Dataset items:
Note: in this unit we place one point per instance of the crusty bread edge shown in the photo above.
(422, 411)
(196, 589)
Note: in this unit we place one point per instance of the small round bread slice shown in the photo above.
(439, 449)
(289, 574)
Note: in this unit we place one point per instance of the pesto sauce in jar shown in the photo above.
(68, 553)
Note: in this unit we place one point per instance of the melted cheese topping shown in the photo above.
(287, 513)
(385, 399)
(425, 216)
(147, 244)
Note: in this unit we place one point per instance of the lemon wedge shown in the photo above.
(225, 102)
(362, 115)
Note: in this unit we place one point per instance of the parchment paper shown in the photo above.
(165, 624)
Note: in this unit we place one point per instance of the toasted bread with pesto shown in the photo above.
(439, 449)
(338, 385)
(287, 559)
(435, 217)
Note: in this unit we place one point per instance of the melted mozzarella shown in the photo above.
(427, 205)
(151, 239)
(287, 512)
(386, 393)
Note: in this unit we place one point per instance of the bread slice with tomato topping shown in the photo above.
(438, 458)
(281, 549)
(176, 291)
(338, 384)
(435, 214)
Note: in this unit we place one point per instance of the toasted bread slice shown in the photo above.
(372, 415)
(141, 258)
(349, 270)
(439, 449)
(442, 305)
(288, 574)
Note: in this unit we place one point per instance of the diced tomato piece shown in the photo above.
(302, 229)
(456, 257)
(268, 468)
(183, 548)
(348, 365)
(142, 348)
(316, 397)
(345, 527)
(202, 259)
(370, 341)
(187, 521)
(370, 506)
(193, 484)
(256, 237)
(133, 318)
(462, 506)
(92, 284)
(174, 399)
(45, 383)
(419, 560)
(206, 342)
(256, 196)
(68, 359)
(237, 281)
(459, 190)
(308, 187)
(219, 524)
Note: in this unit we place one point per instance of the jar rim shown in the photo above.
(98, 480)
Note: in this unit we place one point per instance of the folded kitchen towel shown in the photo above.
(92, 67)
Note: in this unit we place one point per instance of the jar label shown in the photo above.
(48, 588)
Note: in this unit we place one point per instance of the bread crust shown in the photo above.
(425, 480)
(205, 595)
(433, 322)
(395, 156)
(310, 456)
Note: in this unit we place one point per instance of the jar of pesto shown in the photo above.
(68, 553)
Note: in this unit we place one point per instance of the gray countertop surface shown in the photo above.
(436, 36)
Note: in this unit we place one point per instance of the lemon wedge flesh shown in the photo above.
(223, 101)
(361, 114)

**Problem to work on:**
All entries shown above should be printed again exactly.

**Written reply:**
Note: in this unit we place one point per instance of the crusty bread edge shown in the photo above.
(422, 411)
(196, 589)
Note: in this unit we place one point per instance of the small round bread slice shown in the photo above.
(439, 449)
(289, 574)
Note: in this unit we place one point per instance of the pesto sauce in jar shown in the photo above.
(68, 553)
Note: in this unit we place one point per instance of the melted cheese topping shown in the photo above.
(287, 513)
(385, 399)
(425, 216)
(147, 244)
Note: in this unit we place one point per instance of the lemon wedge shown in the photo above.
(225, 102)
(362, 115)
Note: in this unit we place one point per instance of the parchment paper shown in the photo above.
(165, 624)
Note: in this unit we place one point per instance of the toasted bread with pesto shown in the photo above.
(439, 449)
(338, 385)
(287, 559)
(435, 217)
Note: in this unit we place one point per instance of the melted mozzarella shown in the photo above.
(427, 205)
(151, 239)
(287, 512)
(386, 393)
Note: in this unit we place one point per instance of the bread slice with tomato topping shown in the photo above.
(438, 458)
(281, 549)
(176, 291)
(338, 384)
(435, 214)
Note: in this unit we place one point per instance of the toasted bread slice shown in the photo above.
(372, 415)
(141, 258)
(349, 270)
(439, 449)
(442, 305)
(288, 574)
Note: in this unit we place one point per instance of the diced tomato piece shown in the photo above.
(302, 229)
(456, 257)
(268, 468)
(183, 548)
(348, 365)
(142, 348)
(316, 397)
(345, 527)
(202, 259)
(370, 341)
(187, 521)
(370, 506)
(193, 484)
(256, 237)
(133, 318)
(462, 506)
(92, 284)
(174, 399)
(45, 383)
(419, 560)
(206, 342)
(256, 196)
(68, 359)
(237, 281)
(459, 190)
(308, 187)
(219, 524)
Note: in this unit we place one point per instance of the jar rim shown in the photo above.
(98, 480)
Note: in this unit we place one point per instance of the folded kitchen towel shown in the photo above.
(92, 67)
Note: in this unit we place one point per instance of the jar label shown in the photo above.
(48, 588)
Note: in this unit we place one point per instance of the bread crust shown in the photo above.
(425, 480)
(205, 595)
(433, 322)
(395, 156)
(310, 456)
Note: in this unit we place one point per instance of the jar of pesto shown in the photo above.
(68, 553)
Note: in this unit we place one point per instance of the gray countertop surface shown in the photo above.
(436, 36)
Note: in this unit we place one point per instance of the lemon wedge flesh shown in the photo above.
(223, 101)
(361, 114)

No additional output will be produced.